| Problem description |
A complete, word-for-word restatement of the entries is needed.

Dataset entries:
——————————

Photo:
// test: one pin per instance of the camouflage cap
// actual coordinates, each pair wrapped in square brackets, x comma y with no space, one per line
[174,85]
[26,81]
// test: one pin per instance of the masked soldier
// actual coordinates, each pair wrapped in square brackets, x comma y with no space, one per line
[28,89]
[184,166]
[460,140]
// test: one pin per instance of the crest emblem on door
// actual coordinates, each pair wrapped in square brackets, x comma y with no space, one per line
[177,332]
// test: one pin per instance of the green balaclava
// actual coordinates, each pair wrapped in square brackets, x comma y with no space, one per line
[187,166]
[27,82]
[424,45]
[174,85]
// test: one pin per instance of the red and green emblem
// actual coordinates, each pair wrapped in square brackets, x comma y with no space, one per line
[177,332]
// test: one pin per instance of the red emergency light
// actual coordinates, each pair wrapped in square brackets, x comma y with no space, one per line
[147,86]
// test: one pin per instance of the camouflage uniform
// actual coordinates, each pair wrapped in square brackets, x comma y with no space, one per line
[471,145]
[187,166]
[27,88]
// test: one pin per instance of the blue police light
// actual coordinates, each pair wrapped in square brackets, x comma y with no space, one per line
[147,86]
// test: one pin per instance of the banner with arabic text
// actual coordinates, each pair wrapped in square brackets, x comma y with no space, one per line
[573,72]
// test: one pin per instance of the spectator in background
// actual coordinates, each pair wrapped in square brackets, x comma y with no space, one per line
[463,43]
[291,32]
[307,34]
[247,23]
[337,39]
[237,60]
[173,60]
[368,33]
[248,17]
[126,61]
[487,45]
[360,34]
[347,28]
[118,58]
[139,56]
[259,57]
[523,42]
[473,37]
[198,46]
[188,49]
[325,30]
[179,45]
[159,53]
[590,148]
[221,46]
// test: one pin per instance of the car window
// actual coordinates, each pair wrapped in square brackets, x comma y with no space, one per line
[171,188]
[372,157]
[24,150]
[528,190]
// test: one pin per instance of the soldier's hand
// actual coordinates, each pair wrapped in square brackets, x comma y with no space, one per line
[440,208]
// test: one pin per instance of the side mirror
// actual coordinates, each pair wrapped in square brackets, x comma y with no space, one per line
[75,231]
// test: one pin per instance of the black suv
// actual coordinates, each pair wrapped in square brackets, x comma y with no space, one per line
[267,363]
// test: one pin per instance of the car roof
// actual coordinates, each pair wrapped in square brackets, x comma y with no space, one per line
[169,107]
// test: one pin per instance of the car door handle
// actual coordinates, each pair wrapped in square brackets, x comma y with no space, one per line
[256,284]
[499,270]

——————————

| Solution for this exercise |
Photo:
// test: one pin per instance of the camouflage cap
// actual coordinates, each pair wrapped in square brackets, x comma y with no space, one per line
[174,85]
[26,81]
// test: one pin per instance of the masked soldier
// actual coordinates, each pair wrapped in square brackets, x comma y with no space, one per line
[28,89]
[184,166]
[460,140]
// test: one pin per instance of the crest emblem on door
// actual coordinates, each pair wrapped in square brackets, x comma y with no space, one per line
[177,332]
// test: one pin per instance of the green balaclava
// actual coordinates, each pair wrapped in square brackets, x comma y with no space, one per line
[187,166]
[27,82]
[424,45]
[174,85]
// test: one pin per instance of the red and green emblem
// actual coordinates, each pair wrapped in square brackets, x comma y with no space, one per line
[177,332]
// test: one pin per instance of the red emergency light
// actual coordinates, each pair wrapped in square brackets, x comma y with no space, one per line
[147,86]
// test: one pin per instance of the camouflage uniform
// actual coordinates, each pair wrapped in square brackets, x comma y with no space, one per line
[471,145]
[187,166]
[27,88]
// test: one pin per instance of the blue police light
// actual coordinates, each pair wrapped in square brackets, x comma y with no space, one per line
[147,86]
// test: one pin per instance of the banner with arabic text
// actual coordinates, each pair wrapped in square brackets, x comma y with no space, one per line
[573,72]
// test: one pin per instance of the spectator in background
// actual coordinates, each pair wrapped in square brackets, x comma y with no space, one per line
[463,43]
[291,32]
[307,34]
[247,23]
[337,39]
[237,60]
[173,60]
[368,33]
[248,17]
[126,61]
[487,45]
[360,34]
[347,28]
[118,58]
[139,56]
[259,57]
[523,42]
[473,37]
[198,46]
[188,49]
[325,30]
[179,45]
[159,53]
[590,148]
[221,46]
// test: one pin per instance of the car window
// actual coordinates, each pair wrapped in square brackets, x comma y with no space, one per line
[171,188]
[372,157]
[24,150]
[528,190]
// test: one pin per instance of the soldier's hand
// actual coordinates, each pair wrapped in square brackets, x comma y with no space, one per line
[440,208]
// test: one pin per instance of the side mirror
// actual coordinates, each pair wrapped in square brackets, x comma y with no space, one per line
[75,231]
// test: one pin per instance of the black suv
// actual coordinates, each pair wrapped in square brackets, x comma y with no space, one per line
[267,363]
// test: one pin per instance of the car roof
// actual coordinates, each pair wrapped in square brackets, x comma y with no space, one per line
[169,107]
// test: one pin per instance of the car door handle
// actual coordinates, each pair wrapped in square brackets, x comma y with no space, one per line
[256,284]
[499,270]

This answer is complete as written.